** Stated problem a **
Count the lines in the rows below that contain the word "sock". Give only the number.

** Selected passage **
########################################

ZZ Top’s Eliminator has been a common reference point for Villains; that’s only partially true as they don’t resemble a specific album so much as a conflicted era. Homme and crew try on the role of a big rock band coming into the ‘80s confused by new wave and synthesizers, the shag of the ‘70s giving way to compression and Miami Vice suits. Of course the act is thwarted by Homme’s skill for hooks he can’t shake: he’s at most unencumbered in some time here. “The Evil Has Landed” and “Feet Don’t Fail Me Now” sound like Zeppelin if they managed to record one more album in the early ‘80s and it turned out killer. The boogie of “Trampled Under Foot” permeates through both, with a little bit of primal fire that sends “Evil” out with as much bombast as its intro was angelic. Jon Theodore plays like if John Bonham were less of a rambling beast and more of a disciplined funk drummer, swinging but with a cold precision. They’re an organic band trying to be mechanical on here, and the contrast works. “Domesticated Animals” has an industrial post-punk groove with a rock n’ roll heart, the rare mid-paced burner that doesn’t overstay its welcome. Homme’s been a master retro-futurist since the ‘90s, so it’s no surprise he takes on rock’s turbulent state in the early ‘80s and comes out with a great set of songs.

########################################

** Given data **
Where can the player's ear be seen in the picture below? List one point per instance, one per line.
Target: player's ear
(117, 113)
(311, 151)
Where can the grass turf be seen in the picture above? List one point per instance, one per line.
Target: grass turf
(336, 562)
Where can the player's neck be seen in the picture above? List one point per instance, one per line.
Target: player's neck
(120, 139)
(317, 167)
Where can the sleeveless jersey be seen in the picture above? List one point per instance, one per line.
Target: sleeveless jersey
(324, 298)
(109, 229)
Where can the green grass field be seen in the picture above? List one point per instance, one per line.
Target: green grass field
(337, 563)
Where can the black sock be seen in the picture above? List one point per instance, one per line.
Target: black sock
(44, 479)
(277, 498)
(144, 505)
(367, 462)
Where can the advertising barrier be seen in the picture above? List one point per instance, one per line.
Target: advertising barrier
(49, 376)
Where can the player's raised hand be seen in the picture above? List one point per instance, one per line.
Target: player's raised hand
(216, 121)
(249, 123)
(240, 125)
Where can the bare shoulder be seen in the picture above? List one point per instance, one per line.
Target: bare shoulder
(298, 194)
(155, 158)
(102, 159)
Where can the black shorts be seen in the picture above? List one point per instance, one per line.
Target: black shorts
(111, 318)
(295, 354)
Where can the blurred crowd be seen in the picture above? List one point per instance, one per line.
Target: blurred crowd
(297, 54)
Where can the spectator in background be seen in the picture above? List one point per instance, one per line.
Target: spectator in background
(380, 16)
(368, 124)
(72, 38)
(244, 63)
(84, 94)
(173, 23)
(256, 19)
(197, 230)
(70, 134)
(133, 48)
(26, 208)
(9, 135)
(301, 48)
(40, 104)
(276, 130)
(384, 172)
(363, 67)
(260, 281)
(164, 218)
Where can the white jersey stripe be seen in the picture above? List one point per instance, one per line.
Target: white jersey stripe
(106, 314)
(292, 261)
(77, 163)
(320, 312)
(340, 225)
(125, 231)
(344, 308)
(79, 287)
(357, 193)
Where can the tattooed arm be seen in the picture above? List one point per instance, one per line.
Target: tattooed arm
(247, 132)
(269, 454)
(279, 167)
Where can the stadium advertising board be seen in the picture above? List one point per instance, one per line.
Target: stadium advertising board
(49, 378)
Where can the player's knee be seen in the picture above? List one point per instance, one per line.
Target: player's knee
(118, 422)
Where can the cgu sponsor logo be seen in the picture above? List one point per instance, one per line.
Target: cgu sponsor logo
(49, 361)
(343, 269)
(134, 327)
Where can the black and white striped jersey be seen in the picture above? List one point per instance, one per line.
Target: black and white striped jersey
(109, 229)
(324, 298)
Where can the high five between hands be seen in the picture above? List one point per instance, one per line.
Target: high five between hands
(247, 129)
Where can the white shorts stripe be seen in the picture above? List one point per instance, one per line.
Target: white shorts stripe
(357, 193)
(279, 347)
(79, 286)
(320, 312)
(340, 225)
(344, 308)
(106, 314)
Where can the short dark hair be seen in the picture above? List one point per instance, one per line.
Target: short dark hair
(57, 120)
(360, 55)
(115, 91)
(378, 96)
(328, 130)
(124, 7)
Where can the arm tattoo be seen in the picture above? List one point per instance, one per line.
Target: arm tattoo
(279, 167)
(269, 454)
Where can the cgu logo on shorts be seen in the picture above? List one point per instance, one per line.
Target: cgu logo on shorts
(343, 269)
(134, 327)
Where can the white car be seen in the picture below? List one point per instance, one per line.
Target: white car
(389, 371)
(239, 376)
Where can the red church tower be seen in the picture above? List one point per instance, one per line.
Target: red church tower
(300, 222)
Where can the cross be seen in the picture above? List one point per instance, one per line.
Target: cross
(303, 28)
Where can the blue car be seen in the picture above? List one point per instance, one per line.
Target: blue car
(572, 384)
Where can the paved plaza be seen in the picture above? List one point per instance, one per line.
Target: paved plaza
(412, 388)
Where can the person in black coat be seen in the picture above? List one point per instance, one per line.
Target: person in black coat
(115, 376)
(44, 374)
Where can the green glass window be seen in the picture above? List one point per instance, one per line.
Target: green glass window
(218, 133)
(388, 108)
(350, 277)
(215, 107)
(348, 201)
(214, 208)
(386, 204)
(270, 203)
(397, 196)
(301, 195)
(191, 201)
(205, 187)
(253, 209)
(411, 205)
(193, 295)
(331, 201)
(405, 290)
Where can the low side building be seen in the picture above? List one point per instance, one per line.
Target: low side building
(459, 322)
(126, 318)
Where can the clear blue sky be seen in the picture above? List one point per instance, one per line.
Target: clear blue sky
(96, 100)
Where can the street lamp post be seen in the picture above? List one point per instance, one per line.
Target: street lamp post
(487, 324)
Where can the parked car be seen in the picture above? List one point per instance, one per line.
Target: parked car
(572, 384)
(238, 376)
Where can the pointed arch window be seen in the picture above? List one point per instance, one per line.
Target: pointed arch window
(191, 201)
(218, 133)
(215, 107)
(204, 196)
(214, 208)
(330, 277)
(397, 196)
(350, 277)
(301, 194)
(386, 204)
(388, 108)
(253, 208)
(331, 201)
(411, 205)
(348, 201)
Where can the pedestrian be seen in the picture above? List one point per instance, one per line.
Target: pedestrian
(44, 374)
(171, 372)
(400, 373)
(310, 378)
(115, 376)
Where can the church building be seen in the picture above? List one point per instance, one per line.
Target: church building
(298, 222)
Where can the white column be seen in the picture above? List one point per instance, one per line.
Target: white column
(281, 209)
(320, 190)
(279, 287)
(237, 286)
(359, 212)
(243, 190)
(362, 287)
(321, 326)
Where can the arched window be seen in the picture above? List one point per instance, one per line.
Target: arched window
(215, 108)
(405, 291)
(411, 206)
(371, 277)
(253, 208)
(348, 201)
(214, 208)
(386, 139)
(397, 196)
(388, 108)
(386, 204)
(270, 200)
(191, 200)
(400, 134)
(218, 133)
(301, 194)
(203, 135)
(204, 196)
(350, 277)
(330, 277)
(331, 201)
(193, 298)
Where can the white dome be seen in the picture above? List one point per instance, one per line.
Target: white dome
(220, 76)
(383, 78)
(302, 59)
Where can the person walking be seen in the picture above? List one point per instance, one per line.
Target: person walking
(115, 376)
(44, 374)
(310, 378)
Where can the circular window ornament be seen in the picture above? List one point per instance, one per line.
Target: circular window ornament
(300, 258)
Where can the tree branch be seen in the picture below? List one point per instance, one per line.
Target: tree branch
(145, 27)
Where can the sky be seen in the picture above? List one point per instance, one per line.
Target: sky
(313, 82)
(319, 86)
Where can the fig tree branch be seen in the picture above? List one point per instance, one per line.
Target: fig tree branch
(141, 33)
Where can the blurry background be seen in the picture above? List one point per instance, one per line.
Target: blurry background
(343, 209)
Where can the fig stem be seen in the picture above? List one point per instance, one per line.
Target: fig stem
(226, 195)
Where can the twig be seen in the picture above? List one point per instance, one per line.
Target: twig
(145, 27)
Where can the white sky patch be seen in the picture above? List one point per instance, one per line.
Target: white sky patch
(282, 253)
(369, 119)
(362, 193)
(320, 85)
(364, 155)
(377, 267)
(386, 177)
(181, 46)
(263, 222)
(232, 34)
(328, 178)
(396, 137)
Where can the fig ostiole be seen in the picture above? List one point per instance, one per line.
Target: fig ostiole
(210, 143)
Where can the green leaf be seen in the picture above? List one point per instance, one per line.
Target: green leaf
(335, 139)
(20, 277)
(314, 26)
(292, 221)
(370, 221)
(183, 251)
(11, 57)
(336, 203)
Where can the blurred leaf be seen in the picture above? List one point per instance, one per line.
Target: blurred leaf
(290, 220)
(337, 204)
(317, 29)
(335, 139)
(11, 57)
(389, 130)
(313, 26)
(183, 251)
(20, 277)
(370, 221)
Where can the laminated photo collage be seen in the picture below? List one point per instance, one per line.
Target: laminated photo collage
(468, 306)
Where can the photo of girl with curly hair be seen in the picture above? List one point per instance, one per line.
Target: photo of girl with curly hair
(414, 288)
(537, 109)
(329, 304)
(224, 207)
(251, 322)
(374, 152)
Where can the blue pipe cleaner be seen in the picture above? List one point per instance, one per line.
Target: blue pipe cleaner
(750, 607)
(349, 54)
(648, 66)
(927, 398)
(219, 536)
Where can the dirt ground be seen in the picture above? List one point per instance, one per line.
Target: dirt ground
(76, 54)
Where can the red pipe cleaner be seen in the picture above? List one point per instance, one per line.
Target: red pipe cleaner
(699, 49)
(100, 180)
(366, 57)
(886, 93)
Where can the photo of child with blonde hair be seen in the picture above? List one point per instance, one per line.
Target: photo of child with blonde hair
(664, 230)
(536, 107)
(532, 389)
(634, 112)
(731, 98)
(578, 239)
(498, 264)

########################################

** Stated problem b **
Pick up the review of Villains above after its final sentence and keep writing it in the same voice.

** Answer a **
2

** Answer b **
Queens are often viewed in the lens of opposition against mainstream rock, specifically the nü-metal of the early 2000s and the mall-emo that would take its torch in the later part of the decade. We have to take into account now that “indie” has been in the mainstream for some time, and Villains subverts that end of rock too. In the wrong hands, “The Way You Used to Do” would be Youtube ad fodder, probably for a mass-produced swill or an outdoor gear company — Theodore’s snappy drums and the hollowed-out guitar fuzz are a bit cheery and palatable, even for them. Leave it to Homme to make that combination work by oozing charisma all over it, making it a dance track headbangers can shake their combat boots off for. “Head Like a Haunted House” acts as the punkier foil to “Used to Do,” an homage to Homme’s own punk influences, especially that of his former collaborator Iggy Pop, that also sends up a lot of the garage clones that wish they could be a tenth as cool as a strand of Homme’s hair. Villain itself is a reversal of the lounge act that Homme and Pop created with Post Pop Depression: still slick and coiffed, Homme embraces his rocker edge once again. If Pop was on this, it’d be his best album since Lust For Life.

“Uptown Funk” producer Mark Ronson produced Villains, and here’s the weird thing about that: its sheen skews Queens back towards the more rollicking days of Rated R and their self-titled debut. Songs For The Deaf is a certified classic, but it’s not a straightforward album by any stretch, and Lullabies to Paralyze and Era Vulgaris both went into the weeds too. It’s not back to basics — it’s a reaffirmation of what worked with Queens in the first place. Homme could have done that simply by showing up to the studio and still have an edge on every hard rock band; it good that he cares at least a little bit.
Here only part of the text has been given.